Would you please return the line containing "Identify every instance of the concrete" and all the lines after it through the end of the records below, unchanged and on their own?
== Segment start ==
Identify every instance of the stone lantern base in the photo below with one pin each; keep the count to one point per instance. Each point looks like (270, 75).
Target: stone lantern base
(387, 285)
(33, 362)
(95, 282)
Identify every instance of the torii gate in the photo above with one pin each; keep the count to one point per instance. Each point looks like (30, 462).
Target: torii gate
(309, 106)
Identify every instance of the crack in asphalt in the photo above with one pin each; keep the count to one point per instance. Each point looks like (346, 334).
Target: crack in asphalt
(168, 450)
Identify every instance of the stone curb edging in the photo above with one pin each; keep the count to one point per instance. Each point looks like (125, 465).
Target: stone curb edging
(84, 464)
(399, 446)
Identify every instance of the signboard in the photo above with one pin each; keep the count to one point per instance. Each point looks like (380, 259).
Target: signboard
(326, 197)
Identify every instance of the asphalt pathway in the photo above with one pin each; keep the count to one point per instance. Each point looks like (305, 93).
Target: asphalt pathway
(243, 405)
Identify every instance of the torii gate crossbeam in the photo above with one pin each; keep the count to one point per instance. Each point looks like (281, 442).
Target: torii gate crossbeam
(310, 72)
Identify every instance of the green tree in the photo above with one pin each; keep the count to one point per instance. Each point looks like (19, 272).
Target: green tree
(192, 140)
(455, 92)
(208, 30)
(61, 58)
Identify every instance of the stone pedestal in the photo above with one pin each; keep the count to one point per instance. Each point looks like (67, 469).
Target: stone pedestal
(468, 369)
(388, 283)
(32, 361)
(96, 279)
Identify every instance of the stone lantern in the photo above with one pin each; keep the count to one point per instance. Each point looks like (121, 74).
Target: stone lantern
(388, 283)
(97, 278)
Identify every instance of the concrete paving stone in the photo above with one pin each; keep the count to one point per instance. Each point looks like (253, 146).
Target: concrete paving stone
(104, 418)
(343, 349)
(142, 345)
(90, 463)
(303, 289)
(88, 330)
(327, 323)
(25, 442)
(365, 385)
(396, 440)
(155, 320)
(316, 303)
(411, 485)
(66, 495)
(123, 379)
== Segment end ==
● **Result**
Identify every instance of the concrete paving stone in the photo above with one pin each; keep the count to one point per instance. Each point looks like (253, 146).
Target: concrete paving stone
(104, 418)
(343, 349)
(142, 345)
(90, 463)
(303, 289)
(88, 330)
(327, 323)
(25, 442)
(365, 385)
(396, 440)
(155, 320)
(316, 303)
(411, 485)
(66, 495)
(123, 379)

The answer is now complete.